▶ [EXERCISE DATA]
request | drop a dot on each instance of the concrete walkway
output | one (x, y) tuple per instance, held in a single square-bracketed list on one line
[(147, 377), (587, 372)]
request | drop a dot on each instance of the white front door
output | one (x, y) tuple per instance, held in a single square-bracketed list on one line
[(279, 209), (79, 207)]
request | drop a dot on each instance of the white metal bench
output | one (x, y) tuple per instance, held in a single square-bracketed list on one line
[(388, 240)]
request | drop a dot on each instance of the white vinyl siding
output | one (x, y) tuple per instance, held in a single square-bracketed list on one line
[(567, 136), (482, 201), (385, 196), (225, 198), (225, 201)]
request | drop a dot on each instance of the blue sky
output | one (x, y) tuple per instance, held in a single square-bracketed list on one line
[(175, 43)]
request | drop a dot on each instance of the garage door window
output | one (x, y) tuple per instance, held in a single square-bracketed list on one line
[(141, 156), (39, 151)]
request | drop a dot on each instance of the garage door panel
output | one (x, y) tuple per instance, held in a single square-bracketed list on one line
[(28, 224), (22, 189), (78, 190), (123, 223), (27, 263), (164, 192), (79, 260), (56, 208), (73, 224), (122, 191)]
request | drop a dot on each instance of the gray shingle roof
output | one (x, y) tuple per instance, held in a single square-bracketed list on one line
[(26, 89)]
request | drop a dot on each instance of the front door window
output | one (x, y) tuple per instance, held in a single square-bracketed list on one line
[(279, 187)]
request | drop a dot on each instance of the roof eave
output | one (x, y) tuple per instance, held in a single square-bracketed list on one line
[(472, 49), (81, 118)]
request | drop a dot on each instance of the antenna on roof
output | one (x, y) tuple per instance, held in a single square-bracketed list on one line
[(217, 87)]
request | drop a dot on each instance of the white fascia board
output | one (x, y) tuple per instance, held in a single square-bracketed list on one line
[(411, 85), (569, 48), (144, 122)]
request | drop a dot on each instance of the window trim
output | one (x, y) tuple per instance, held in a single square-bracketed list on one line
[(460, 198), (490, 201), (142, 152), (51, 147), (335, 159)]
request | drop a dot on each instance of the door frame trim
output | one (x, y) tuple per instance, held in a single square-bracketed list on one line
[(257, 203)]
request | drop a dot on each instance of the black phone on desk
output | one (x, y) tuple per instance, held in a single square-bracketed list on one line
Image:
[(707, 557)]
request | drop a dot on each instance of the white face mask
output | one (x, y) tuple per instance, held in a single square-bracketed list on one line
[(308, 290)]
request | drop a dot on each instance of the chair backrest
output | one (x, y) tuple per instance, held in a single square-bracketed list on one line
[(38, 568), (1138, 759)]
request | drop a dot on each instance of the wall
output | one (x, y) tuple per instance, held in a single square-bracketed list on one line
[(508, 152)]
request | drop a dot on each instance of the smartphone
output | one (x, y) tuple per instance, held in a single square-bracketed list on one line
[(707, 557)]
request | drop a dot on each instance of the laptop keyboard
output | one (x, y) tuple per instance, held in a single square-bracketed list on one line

▶ [ACTION ITEM]
Produce the whole listing again, exactly as it reads above.

▶ [OUTPUT]
request | drop a dot on each instance of the concrete walkway
output | one (x, y) tuple per instance, held in a single square-bracketed list on one line
[(147, 377), (587, 372)]
request | drop a dot on each instance of the white front door
output | one (x, y) tuple per instance, held in a single square-bracketed list on one line
[(279, 209), (79, 207)]
request | drop a dot on each instance of the white metal bench
output | one (x, y) tuple per instance, held in a single square-bracketed list on one line
[(388, 240)]
request | drop a dot on each instance of the white vinyl siding
output | one (x, y) tuple per instance, held in a single square-bracketed list on one line
[(567, 136), (482, 201), (385, 196), (225, 198), (225, 201)]
request | drop a dot on each instance of the blue sky
output | one (x, y) tuple per instance, held in a single square-bracketed list on one line
[(175, 43)]
request | drop a dot on each instance of the garage door window
output | one (x, y) tuple per instance, held in a single square-bracketed list on one line
[(141, 156), (39, 151)]
request | drop a dot on each instance of the garage door panel
output | one (x, y) tuple per instance, held in a single square-bracketed list on one line
[(28, 224), (22, 189), (78, 190), (123, 223), (27, 263), (164, 192), (79, 260), (56, 208), (73, 224), (122, 191)]
request | drop a dot on each instance of the gray shingle roof
output | one (x, y) tuple per instance, held in a single square-bracketed list on one line
[(26, 89)]
request | drop a dot on each instance of the front door window
output | one (x, y) tuple per instance, held in a single square-bracketed list on one line
[(279, 187)]
request | drop a dot on each instance of the roof eave
output | one (x, y) tuple per instance, held in a single square-bracketed list on one line
[(472, 49), (81, 118)]
request | drop a dot on each instance of the antenna on roof
output | one (x, y) tuple per instance, held in a single square-bracketed list on one line
[(217, 87)]
request | drop a dot on each instance of the white fascia board
output | one (x, y) tuple per instance, held in a single square-bracketed list on one line
[(411, 85), (569, 48), (144, 122)]
request | drop a dot on each instance of the window trim
output | one (x, y) tuple per instance, held in a single square-bracketed list on one line
[(460, 198), (490, 201), (142, 152), (51, 147), (335, 159)]
request | drop a dot on each instance of the door frame trim
output | one (x, y) tuple per instance, held in a single square-bracketed list on one line
[(257, 203)]
request | drop a dot on each instance of the black phone on desk
output | one (x, y) tuple per instance, held in a single square-bracketed list on one line
Image:
[(707, 557)]
request | drop a dot on each instance of the white face mask
output | one (x, y) tuple per instance, held in a single square-bracketed list on one line
[(308, 290)]
request | drop a dot on each instance of the chair backrest
output | one (x, y) tuple per instance, held in a single square-bracketed list on one line
[(38, 568), (1138, 759)]
request | drop a dot on each instance of the wall
output | one (x, y) tuple per instance, held in a single square-bracketed list on one line
[(508, 152)]
request | drop a dot on each instance of the smartphone
output | one (x, y) tuple per instance, held in a single square-bracketed list on one line
[(707, 557)]
request | drop a dot on each instance of the laptop keyboard
output | one (x, y) tuple per instance, held in a single square-bracketed list on one line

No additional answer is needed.